• TASK DETAILS
Every record below should appear in your answer, copied exactly.

• Free-text object descriptions

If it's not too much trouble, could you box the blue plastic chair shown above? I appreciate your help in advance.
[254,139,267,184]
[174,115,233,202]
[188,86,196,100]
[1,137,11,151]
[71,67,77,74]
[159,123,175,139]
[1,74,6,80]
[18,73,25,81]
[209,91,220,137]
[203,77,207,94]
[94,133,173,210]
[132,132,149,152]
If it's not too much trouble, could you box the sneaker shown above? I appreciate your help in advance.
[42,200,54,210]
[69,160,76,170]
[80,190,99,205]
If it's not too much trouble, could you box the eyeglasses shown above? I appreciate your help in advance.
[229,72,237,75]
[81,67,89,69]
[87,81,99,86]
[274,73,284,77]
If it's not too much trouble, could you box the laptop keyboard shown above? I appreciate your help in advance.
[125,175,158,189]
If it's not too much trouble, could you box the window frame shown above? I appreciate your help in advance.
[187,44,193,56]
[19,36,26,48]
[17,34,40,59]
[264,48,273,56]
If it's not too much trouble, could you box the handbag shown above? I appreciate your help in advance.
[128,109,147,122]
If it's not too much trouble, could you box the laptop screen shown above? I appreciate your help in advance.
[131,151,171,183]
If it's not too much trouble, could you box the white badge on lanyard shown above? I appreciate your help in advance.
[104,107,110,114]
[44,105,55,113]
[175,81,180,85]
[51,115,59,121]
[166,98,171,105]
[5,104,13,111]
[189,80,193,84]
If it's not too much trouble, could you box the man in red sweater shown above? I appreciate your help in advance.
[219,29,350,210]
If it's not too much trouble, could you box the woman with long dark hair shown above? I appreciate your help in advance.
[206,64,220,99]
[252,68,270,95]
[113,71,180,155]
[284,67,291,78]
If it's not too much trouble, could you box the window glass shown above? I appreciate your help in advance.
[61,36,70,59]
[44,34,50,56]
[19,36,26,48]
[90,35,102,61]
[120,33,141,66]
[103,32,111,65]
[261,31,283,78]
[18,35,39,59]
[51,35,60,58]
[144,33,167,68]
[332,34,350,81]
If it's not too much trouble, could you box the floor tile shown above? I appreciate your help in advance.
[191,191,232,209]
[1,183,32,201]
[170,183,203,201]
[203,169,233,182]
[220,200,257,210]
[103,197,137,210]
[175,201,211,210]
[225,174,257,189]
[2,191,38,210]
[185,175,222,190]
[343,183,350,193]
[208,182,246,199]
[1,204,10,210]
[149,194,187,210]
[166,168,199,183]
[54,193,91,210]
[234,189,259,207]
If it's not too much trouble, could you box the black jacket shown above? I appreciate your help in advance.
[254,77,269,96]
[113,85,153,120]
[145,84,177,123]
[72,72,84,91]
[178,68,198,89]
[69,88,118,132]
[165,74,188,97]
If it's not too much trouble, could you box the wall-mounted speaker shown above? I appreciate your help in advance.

• ANSWER SPACE
If it's not too much trouble, could you box the blue plastic chair shown above? I appreciate your help in advance.
[254,139,267,184]
[174,115,233,202]
[188,86,196,100]
[1,137,11,151]
[71,67,77,74]
[159,123,175,139]
[1,74,6,80]
[18,73,25,81]
[209,91,220,137]
[203,77,207,94]
[94,133,173,210]
[132,132,149,152]
If it's not too much trouble, could you box the sneaker shown above? I appreciate your help in advance.
[42,200,54,210]
[69,160,76,170]
[80,190,99,205]
If it's not too much trouble, could you box the eyeglasses shown above? I appreciate your help in advance.
[229,72,237,75]
[81,67,89,69]
[87,81,99,86]
[274,73,284,77]
If it's not too much trouble, could you box the laptop keyboard shown above? I appreciate your help in advance.
[125,175,158,189]
If it's not too much trouble, could you box the window frame shown above? I appreciate your help in advance.
[187,44,193,56]
[19,36,26,48]
[17,34,40,59]
[264,48,273,56]
If it's not too much trouble, could you box the handbag shown above? I appreciate your help in advance.
[128,109,147,122]
If it's not too much trouble, could you box the laptop screen shown above? I appreciate your help in advance.
[131,151,171,183]
If it's not too much trouble, could you box the white badge on lanyard shown above? I appreciate your help in advance.
[104,107,110,114]
[44,105,55,113]
[175,81,180,85]
[51,115,59,121]
[166,98,171,105]
[5,104,13,111]
[189,80,193,84]
If it's not too much trouble, could you box the man in red sweater shown above? I appreciate your help in advance.
[219,29,350,210]
If it's not too much trouble, could you box the woman with long dark hair shown above? I appreciate your help in advance.
[206,64,220,99]
[252,68,270,95]
[113,71,180,155]
[284,67,291,78]
If it's not too much trouble, could you box the window glass shown above? I appreciate your help in advance.
[61,36,70,59]
[44,34,50,56]
[19,36,26,48]
[90,35,102,61]
[120,33,141,66]
[103,32,111,65]
[261,31,283,78]
[18,35,39,59]
[51,35,60,58]
[144,33,167,68]
[332,34,350,81]
If it's not too much trouble, could you box the floor tile shown above? I appreciate your help in advance.
[191,191,232,209]
[1,183,32,201]
[170,183,203,201]
[203,169,233,182]
[220,200,257,210]
[103,197,137,210]
[175,201,211,210]
[225,174,257,189]
[2,191,38,210]
[185,175,222,190]
[343,183,350,193]
[208,182,246,199]
[1,204,10,210]
[149,194,187,210]
[166,168,199,183]
[54,193,91,210]
[234,189,259,207]
If it's not too much trouble, could you box the black jacket shown above? I appreciate your help in advance.
[254,77,269,96]
[113,85,153,120]
[145,84,177,123]
[72,72,84,91]
[178,68,198,89]
[69,88,118,132]
[165,74,188,97]
If it's not too much trouble, could you box the wall-mounted speaker shown above? I appreciate your help in advance.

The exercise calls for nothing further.